Bikini bridges: Space between a girl’s stomach and her bikini when she lies down. First of all, um, why would you want a space where your crotch is? But let’s ignore how weird that is for a minute. It started on 4chan, an imageboard website, and was created by one user who used different social media sites to induce an explosion. They got two explosions: for and against.

Why it’s bad: Like I said, it’s creepy, and most pictures of it are angled so you’re staring at a girl’s crotch (under the bikini). I mean, how perverted is that? Lynn Greefe, president and CEO of the National Eating Disorder Foundation says in a New York Times article, “When someone HAS an eating disorder, they will view this as a challenge – do I have that bridge? It just promotes the sad competition in a person’s brain, as they never feel thin enough.”

# DATA RECORDS
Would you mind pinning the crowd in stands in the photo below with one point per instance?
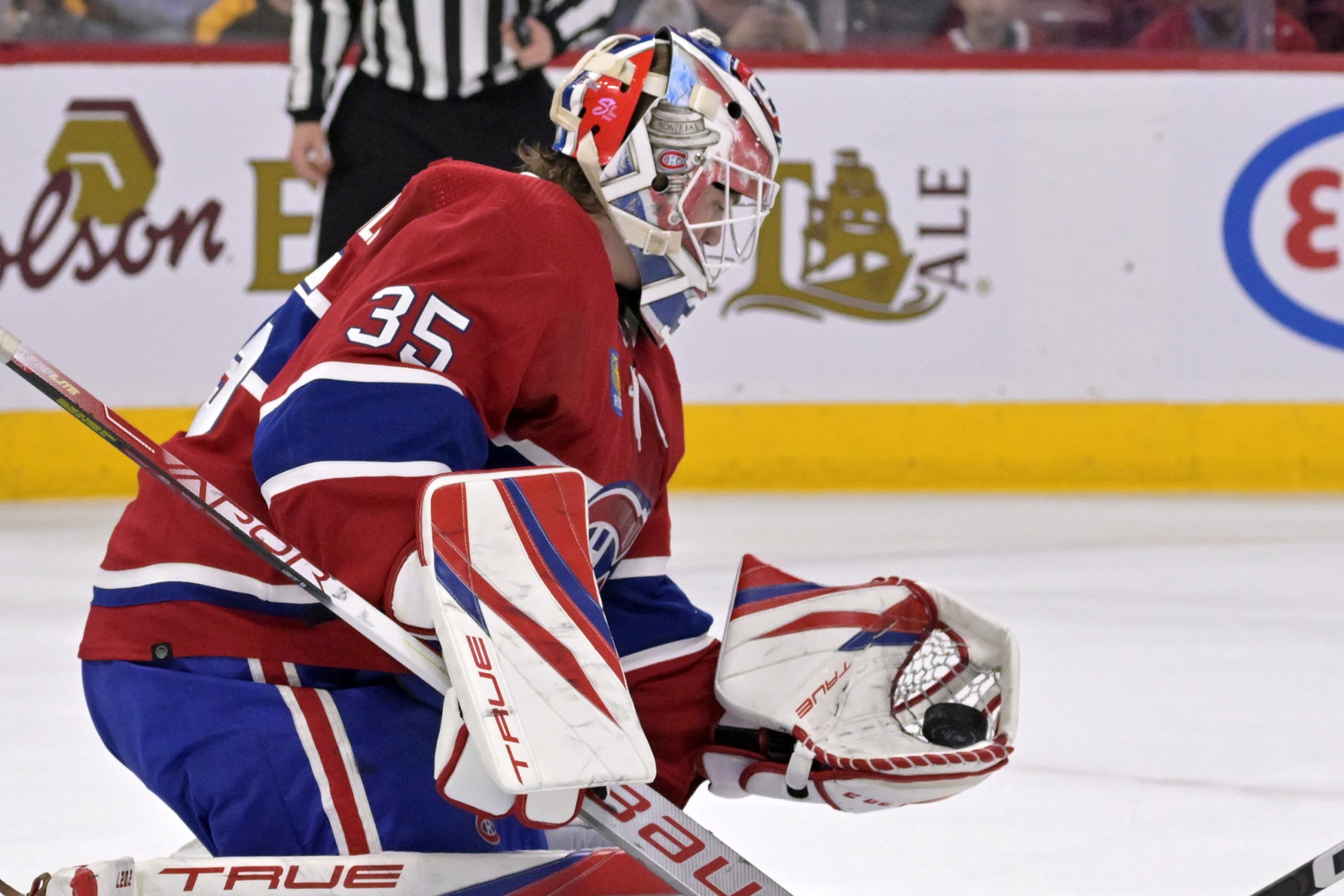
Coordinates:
(951, 26)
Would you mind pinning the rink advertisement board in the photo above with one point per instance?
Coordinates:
(975, 279)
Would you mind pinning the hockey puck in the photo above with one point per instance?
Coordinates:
(953, 724)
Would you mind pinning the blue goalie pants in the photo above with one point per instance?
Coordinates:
(275, 760)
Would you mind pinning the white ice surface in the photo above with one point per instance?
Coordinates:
(1179, 727)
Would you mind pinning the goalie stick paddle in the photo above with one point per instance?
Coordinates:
(635, 818)
(1311, 878)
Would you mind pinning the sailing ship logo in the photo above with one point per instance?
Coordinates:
(854, 261)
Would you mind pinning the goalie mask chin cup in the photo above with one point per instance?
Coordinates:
(680, 143)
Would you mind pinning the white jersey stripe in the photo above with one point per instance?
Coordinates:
(429, 35)
(398, 51)
(315, 762)
(195, 574)
(351, 373)
(300, 66)
(472, 46)
(356, 782)
(369, 37)
(323, 471)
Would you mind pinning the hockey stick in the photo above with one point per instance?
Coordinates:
(635, 818)
(1311, 878)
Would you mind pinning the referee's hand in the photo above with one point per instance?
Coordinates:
(534, 54)
(308, 152)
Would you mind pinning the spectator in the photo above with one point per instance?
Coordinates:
(1220, 25)
(988, 26)
(1326, 20)
(898, 23)
(745, 25)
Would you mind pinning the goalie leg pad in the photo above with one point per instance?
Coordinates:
(539, 687)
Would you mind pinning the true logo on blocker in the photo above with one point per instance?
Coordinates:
(1281, 229)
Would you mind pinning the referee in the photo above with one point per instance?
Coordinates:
(436, 78)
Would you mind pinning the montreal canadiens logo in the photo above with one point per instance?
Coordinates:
(1281, 229)
(605, 109)
(488, 830)
(673, 160)
(616, 516)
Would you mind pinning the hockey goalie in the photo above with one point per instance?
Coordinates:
(471, 417)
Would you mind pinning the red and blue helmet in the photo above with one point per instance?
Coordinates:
(656, 123)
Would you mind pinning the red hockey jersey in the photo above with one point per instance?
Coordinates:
(474, 324)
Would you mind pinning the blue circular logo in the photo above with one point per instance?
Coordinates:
(1237, 229)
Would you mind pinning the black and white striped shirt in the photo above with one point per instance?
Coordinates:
(437, 49)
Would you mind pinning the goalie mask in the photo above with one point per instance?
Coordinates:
(680, 144)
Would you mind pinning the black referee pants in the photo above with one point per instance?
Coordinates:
(382, 138)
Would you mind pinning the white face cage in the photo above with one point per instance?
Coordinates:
(729, 237)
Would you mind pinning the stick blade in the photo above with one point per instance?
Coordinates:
(8, 345)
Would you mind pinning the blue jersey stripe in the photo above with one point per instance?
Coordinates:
(166, 592)
(291, 323)
(387, 422)
(648, 612)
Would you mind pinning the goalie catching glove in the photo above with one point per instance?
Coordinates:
(539, 707)
(863, 698)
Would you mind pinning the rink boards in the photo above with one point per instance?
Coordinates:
(1004, 279)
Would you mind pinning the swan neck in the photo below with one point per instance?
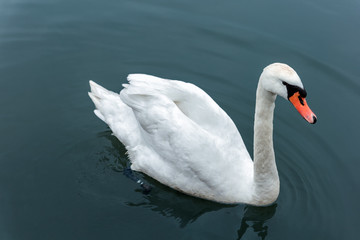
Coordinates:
(266, 179)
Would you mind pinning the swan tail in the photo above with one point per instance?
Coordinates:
(114, 112)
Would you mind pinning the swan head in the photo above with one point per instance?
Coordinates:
(282, 80)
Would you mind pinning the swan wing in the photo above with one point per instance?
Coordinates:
(175, 133)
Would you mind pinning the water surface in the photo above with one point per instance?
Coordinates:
(61, 170)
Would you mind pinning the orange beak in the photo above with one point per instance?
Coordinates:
(302, 107)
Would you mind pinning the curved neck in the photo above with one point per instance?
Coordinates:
(266, 179)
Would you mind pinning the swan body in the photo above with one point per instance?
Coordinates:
(175, 133)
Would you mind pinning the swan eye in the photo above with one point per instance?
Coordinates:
(291, 89)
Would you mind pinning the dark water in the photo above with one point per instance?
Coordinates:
(61, 170)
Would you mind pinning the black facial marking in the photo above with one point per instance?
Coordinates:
(301, 101)
(293, 89)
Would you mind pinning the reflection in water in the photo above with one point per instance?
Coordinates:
(185, 209)
(256, 217)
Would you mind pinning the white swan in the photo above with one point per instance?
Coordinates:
(175, 133)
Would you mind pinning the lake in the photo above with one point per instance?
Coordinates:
(61, 170)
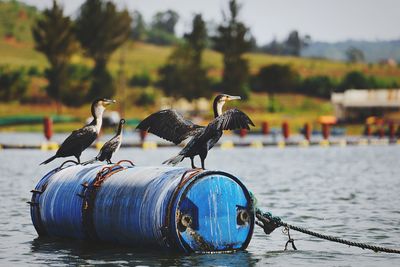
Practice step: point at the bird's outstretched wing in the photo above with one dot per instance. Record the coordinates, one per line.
(109, 147)
(231, 119)
(170, 125)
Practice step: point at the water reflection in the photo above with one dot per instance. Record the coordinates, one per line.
(56, 251)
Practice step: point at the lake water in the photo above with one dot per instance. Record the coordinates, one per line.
(351, 192)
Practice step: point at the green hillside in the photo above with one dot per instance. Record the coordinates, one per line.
(17, 49)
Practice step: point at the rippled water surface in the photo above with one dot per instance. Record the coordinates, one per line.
(351, 192)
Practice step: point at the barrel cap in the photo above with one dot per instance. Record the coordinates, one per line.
(214, 213)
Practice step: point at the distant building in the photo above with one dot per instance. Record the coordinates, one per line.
(388, 62)
(357, 105)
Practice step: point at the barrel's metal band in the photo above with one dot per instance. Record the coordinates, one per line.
(89, 196)
(34, 203)
(165, 230)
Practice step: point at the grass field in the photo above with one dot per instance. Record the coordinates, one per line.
(139, 57)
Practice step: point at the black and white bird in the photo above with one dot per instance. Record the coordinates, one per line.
(82, 138)
(111, 146)
(171, 125)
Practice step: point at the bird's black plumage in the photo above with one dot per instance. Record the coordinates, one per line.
(171, 125)
(112, 145)
(82, 138)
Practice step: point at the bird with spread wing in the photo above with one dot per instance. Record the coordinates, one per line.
(172, 126)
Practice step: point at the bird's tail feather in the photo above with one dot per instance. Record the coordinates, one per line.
(90, 161)
(48, 160)
(174, 160)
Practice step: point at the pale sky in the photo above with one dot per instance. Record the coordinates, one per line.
(323, 20)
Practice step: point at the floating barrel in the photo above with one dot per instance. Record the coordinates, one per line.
(166, 207)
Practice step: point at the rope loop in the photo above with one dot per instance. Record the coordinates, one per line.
(269, 223)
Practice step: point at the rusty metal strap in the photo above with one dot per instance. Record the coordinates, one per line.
(89, 194)
(165, 230)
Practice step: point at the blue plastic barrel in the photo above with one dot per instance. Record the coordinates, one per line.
(165, 207)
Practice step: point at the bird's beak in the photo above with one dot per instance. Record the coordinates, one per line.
(109, 101)
(233, 97)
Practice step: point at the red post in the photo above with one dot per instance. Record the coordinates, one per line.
(243, 132)
(325, 131)
(285, 130)
(48, 127)
(367, 130)
(392, 132)
(265, 128)
(381, 131)
(143, 135)
(307, 131)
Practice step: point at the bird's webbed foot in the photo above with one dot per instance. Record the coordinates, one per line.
(192, 160)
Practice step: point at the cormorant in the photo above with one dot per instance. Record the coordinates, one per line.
(110, 147)
(82, 138)
(171, 125)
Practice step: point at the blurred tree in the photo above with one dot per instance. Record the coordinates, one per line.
(183, 76)
(101, 29)
(197, 39)
(295, 43)
(233, 40)
(354, 55)
(54, 37)
(165, 21)
(277, 78)
(141, 79)
(13, 84)
(319, 86)
(138, 26)
(356, 80)
(162, 31)
(292, 46)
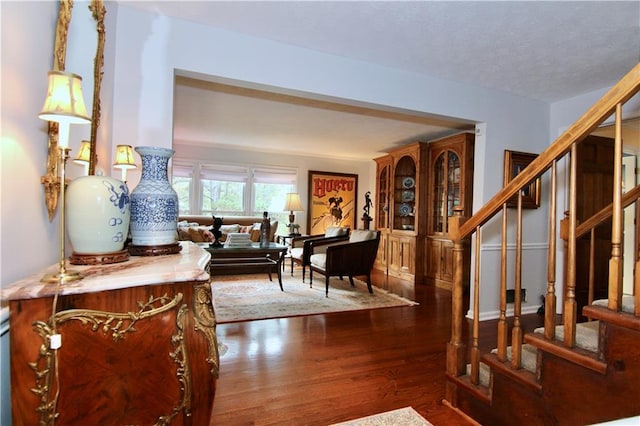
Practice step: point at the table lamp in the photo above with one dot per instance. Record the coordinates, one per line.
(292, 203)
(65, 105)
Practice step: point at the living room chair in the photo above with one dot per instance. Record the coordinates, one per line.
(350, 258)
(301, 247)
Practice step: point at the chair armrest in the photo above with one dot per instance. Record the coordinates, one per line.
(311, 245)
(352, 258)
(299, 241)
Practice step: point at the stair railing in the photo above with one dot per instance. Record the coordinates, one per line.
(462, 229)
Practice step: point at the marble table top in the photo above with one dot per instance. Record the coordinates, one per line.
(188, 265)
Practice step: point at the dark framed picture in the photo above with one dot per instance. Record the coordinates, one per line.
(514, 163)
(332, 201)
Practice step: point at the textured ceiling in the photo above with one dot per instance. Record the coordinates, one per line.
(545, 50)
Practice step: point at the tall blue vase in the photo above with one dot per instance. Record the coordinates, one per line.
(154, 202)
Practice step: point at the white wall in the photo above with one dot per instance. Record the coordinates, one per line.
(150, 47)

# TASKS
[A] According to the bikini bridge piece, on what website did the trend start?
[B] Reproduce everything in the bikini bridge piece from "Bikini bridges: Space" down to "for and against.".
The entries come from a different source than the bikini bridge piece.

# EXPECTED RESULTS
[A] It started on 4chan, an imageboard website.

[B]
Bikini bridges: Space between a girl’s stomach and her bikini when she lies down. First of all, um, why would you want a space where your crotch is? But let’s ignore how weird that is for a minute. It started on 4chan, an imageboard website, and was created by one user who used different social media sites to induce an explosion. They got two explosions: for and against.